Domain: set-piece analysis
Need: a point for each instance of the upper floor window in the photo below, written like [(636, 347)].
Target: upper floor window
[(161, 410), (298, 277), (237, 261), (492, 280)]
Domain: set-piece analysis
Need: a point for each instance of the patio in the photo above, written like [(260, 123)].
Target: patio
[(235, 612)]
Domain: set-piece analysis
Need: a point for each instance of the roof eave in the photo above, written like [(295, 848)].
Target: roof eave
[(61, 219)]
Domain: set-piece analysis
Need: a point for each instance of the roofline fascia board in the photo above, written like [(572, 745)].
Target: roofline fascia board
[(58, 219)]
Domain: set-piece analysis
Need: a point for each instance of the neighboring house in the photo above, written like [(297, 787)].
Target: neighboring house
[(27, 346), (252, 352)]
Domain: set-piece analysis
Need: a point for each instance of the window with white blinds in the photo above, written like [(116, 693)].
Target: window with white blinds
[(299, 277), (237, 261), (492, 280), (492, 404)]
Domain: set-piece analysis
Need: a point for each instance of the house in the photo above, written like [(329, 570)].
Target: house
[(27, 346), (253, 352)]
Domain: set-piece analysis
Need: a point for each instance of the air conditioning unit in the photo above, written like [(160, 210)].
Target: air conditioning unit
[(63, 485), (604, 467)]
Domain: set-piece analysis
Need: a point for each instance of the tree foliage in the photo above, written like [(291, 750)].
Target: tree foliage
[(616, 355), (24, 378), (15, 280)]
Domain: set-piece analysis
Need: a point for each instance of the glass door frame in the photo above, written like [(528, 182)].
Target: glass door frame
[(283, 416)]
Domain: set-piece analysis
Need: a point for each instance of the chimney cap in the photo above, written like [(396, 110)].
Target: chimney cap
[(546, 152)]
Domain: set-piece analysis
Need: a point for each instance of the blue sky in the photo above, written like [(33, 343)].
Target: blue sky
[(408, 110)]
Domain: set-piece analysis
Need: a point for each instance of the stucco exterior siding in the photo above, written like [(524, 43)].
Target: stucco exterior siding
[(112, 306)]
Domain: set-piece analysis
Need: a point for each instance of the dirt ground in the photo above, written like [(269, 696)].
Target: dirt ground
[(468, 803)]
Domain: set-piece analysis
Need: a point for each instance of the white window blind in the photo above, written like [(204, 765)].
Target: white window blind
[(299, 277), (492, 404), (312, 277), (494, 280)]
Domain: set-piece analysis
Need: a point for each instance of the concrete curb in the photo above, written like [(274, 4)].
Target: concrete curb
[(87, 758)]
—————
> EXERCISE: Please repeat the data above verbatim, all of it.

> ANSWER SPACE:
Domain: set-piece analysis
Need: a point for each instance of the upper floor window in the photo below, written like [(636, 347)].
Target: upper floor window
[(161, 410), (298, 277), (237, 261), (492, 280)]
Domain: set-piece analysis
Need: a point for each instance of the patio in the photo above, written like [(260, 123)].
Target: patio
[(235, 612)]
Domain: set-piece analysis
Need: a point for each instance of the roof eave in the photo above, written like [(295, 848)].
Target: roof eave
[(61, 219)]
Domain: set-piece analysis
Need: a point for each instance of the roofline fascia board in the photo above, written like [(572, 745)].
Target: roofline fascia board
[(58, 219)]
Domain: set-piece analysis
Need: a point for each instance of the neighboring house in the photo above, written like [(297, 787)].
Target: neighboring house
[(27, 346), (252, 352)]
Domain: set-piece analysis
Need: a point for each instance of the window with white blinds in the photo above, written like [(116, 693)].
Target: window with white blinds
[(299, 277), (237, 261), (492, 280), (492, 404)]
Domain: set-piece analysis
Need: a point for each instance of the house in the photo above, written like [(329, 570)].
Target: house
[(27, 346), (253, 352)]
Domain: set-piece analysis
Need: a point for each instance of the air conditioning unit in the photo above, written like [(160, 210)].
Target: air conditioning unit
[(63, 485), (604, 467)]
Domain: set-piece analysis
Need: a point for each instance of the tree foliage in the photo above, written like [(291, 750)].
Target: tree foliage
[(616, 355), (24, 378), (15, 280)]
Domain: set-piece analysis
Need: a point for each instance of the glass door frame in the photo above, written like [(528, 182)].
Target: glass door frame
[(283, 416)]
Domain: set-piece analysis
Need: a point for each instance of the chimney cap in the photo above, written like [(396, 110)].
Target: chimney cap
[(546, 152)]
Domain: set-piece analysis
Need: a point for each instance of the blue sky in the photo above, written like [(33, 343)].
Target: blue sky
[(408, 110)]
Domain: set-piece analysis
Need: a point for each instance of the stucco exterior siding in the photo above, written like [(524, 43)].
Target: stucco exterior siding
[(112, 306)]
Domain: set-piece analysis
Need: a point for each instance of the dirt ground in the photo above, written like [(269, 696)].
Target: dirt ground
[(468, 803)]
Domain: set-piece analysis
Need: a point for each instance of the white window blind in the photo above, written like [(204, 765)].
Target: white window blind
[(299, 277), (492, 404), (312, 277), (494, 280)]
Domain: set-piece analysis
Need: a point for each instance of the concrete curb in the photo above, written like [(274, 4)].
Target: concrete curb
[(87, 758)]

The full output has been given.